[A run of records]
--

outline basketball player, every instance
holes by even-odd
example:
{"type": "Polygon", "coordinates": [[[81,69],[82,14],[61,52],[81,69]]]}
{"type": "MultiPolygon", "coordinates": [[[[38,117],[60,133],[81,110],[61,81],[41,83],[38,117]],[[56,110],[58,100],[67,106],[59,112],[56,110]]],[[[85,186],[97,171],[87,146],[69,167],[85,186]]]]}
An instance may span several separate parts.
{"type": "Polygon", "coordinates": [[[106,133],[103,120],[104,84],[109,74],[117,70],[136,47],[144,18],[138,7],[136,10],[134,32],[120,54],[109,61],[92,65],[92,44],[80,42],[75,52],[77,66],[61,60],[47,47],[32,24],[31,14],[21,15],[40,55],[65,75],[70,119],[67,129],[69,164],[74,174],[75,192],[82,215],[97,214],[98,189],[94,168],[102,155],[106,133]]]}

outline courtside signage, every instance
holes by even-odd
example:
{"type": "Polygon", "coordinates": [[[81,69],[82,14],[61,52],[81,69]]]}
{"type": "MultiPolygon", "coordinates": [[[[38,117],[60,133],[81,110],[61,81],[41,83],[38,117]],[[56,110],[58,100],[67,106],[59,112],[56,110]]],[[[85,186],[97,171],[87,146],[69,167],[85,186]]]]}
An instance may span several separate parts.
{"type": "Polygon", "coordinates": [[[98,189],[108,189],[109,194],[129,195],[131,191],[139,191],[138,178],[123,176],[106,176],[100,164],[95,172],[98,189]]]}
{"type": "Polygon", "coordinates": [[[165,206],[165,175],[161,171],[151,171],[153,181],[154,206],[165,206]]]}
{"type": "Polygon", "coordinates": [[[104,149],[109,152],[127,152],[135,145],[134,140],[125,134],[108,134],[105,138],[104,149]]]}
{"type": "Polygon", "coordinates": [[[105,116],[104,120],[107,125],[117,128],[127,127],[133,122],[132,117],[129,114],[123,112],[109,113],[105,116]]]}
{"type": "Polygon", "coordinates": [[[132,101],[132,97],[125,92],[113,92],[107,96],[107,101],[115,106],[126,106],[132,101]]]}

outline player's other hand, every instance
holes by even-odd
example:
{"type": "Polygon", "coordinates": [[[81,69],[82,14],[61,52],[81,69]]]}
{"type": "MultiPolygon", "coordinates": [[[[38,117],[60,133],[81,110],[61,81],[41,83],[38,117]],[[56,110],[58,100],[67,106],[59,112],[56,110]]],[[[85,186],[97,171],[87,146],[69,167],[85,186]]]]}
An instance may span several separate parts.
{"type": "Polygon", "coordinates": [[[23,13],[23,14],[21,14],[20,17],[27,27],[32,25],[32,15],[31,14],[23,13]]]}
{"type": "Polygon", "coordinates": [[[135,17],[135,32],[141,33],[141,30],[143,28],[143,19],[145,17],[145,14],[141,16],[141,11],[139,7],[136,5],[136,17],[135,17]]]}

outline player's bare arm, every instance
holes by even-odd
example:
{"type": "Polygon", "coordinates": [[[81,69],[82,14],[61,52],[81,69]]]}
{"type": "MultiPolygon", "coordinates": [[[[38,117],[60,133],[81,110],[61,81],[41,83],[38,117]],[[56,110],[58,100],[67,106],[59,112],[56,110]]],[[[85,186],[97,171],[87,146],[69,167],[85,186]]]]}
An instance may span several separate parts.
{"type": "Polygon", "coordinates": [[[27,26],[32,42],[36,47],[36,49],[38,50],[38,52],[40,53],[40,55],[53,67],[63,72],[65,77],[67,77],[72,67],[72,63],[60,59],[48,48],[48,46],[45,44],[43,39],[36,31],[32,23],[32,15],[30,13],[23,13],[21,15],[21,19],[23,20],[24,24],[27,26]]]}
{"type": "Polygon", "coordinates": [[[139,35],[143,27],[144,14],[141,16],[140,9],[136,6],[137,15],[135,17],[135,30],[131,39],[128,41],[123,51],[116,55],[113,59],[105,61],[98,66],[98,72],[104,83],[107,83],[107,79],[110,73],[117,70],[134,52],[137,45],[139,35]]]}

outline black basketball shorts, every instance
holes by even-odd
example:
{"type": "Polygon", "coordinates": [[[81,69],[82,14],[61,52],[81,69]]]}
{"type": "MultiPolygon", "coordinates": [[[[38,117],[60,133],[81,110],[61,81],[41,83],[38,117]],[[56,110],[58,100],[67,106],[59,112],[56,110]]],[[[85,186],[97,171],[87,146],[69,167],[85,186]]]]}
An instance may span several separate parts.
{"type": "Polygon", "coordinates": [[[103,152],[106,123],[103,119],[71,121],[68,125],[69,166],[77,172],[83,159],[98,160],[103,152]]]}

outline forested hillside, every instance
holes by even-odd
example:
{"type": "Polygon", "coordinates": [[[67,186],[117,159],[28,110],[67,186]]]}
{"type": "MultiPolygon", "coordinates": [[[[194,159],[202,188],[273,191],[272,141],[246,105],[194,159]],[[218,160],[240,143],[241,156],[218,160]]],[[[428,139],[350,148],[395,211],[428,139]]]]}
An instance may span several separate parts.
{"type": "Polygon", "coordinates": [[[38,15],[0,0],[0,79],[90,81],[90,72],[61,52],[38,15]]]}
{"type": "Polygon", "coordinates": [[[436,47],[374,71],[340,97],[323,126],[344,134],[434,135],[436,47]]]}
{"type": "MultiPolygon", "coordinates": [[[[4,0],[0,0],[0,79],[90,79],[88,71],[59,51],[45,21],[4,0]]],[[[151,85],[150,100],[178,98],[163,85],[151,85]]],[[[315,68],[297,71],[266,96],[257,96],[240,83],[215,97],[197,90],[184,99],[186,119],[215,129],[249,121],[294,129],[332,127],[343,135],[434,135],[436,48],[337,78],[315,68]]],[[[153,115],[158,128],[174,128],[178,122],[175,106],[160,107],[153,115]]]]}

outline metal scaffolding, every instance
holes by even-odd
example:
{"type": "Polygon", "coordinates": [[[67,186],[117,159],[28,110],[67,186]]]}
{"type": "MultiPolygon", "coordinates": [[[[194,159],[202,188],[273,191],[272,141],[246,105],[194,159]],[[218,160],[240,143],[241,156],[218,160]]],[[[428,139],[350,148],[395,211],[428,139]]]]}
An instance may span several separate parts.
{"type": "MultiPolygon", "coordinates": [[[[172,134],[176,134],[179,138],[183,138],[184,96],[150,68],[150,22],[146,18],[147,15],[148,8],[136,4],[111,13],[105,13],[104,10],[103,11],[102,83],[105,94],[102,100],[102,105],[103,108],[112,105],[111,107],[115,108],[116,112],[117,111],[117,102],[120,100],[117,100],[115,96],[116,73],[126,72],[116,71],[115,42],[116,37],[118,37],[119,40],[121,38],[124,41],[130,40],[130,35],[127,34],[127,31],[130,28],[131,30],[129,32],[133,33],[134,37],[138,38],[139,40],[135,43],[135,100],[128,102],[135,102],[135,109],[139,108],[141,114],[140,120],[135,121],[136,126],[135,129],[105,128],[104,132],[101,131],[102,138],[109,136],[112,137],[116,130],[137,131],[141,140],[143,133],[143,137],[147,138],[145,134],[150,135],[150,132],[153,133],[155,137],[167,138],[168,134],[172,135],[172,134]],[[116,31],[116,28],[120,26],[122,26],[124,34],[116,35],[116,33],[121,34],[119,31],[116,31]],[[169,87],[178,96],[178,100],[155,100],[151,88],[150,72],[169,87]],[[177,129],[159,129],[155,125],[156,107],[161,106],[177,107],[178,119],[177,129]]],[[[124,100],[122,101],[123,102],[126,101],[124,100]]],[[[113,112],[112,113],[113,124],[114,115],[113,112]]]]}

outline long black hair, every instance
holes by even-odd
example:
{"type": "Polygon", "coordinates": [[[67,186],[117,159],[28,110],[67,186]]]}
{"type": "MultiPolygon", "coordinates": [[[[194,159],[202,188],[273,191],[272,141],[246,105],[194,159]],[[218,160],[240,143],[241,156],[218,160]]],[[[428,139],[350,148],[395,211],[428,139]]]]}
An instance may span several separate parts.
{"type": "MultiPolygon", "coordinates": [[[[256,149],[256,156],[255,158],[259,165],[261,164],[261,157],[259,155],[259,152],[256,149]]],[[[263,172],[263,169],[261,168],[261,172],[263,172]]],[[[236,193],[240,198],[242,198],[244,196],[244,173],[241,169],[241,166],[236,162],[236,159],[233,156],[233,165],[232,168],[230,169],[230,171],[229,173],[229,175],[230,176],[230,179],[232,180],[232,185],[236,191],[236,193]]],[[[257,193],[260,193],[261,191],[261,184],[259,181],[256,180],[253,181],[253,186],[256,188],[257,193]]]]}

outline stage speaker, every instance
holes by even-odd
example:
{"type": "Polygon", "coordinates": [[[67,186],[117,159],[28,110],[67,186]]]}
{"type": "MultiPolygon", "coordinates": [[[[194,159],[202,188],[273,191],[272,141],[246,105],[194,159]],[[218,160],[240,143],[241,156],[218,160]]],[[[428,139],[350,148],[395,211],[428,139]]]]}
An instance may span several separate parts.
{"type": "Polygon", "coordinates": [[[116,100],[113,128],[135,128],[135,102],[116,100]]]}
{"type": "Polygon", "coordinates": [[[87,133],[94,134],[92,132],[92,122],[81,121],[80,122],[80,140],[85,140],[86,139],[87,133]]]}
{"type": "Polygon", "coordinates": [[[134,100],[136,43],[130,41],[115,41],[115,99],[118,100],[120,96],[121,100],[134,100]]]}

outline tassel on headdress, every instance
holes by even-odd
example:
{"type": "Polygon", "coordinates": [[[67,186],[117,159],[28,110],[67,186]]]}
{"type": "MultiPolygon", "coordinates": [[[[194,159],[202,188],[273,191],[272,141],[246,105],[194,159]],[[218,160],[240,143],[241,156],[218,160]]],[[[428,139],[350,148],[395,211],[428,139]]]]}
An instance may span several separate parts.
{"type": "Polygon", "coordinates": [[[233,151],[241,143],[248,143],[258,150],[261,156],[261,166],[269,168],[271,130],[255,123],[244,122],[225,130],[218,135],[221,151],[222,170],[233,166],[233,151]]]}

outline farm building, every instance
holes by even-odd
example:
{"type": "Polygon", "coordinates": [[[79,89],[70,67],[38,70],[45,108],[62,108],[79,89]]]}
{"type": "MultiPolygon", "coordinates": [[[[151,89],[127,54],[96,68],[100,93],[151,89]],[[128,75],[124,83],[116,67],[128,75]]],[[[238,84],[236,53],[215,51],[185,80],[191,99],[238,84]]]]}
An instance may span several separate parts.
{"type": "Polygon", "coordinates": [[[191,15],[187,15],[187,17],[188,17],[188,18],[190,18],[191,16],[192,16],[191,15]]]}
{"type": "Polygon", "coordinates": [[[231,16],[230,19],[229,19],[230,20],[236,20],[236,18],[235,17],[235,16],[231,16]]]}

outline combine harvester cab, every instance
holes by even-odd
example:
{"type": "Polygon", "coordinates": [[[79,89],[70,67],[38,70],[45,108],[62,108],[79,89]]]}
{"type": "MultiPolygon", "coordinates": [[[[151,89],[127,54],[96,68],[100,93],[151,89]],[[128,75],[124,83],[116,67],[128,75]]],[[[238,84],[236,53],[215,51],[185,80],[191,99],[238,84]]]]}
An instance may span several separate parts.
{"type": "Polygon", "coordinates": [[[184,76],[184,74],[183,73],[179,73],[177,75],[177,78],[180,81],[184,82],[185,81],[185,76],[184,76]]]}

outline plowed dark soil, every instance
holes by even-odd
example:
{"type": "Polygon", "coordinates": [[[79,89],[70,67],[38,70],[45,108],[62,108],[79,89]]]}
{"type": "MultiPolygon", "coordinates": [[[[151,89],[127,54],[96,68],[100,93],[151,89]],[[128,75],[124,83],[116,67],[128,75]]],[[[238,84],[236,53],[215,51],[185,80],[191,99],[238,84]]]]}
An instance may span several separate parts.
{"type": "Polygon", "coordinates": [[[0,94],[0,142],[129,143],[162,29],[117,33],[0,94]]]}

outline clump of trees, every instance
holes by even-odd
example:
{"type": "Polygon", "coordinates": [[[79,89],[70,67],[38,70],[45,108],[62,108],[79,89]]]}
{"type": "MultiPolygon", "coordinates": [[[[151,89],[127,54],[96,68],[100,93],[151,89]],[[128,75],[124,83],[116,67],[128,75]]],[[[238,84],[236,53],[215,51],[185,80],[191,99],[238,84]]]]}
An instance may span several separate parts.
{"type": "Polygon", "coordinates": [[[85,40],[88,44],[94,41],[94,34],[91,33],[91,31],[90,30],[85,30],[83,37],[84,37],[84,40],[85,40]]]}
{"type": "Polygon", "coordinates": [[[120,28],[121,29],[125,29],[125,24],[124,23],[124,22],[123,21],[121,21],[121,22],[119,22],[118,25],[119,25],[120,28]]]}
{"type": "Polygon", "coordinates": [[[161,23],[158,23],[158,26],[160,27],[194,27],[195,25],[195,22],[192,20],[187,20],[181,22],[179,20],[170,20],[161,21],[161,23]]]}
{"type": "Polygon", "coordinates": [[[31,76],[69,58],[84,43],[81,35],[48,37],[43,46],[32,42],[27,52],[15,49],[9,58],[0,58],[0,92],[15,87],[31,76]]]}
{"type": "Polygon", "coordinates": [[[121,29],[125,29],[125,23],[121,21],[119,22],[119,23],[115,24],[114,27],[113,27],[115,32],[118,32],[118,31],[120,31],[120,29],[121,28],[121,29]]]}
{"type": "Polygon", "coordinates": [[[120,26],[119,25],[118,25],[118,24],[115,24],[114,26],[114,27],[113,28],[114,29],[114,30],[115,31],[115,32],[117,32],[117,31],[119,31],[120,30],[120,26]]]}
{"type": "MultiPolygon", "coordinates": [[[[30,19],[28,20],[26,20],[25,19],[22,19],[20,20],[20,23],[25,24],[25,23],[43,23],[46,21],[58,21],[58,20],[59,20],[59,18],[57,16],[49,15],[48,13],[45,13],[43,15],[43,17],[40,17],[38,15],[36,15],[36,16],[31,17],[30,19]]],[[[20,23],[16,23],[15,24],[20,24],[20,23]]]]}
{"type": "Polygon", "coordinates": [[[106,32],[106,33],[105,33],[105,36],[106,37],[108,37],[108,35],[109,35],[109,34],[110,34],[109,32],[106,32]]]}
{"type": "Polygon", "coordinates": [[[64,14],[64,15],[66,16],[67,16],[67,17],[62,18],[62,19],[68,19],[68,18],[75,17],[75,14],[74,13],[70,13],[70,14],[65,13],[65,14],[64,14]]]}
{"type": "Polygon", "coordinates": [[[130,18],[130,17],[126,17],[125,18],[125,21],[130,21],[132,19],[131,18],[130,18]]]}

--

* TASK BRIEF:
Which lines of the data contain the word "basketball"? List every such line in full, treating case as significant.

* OUTPUT FOR THIS EXERCISE:
outline basketball player, every instance
outline black basketball shorts, every instance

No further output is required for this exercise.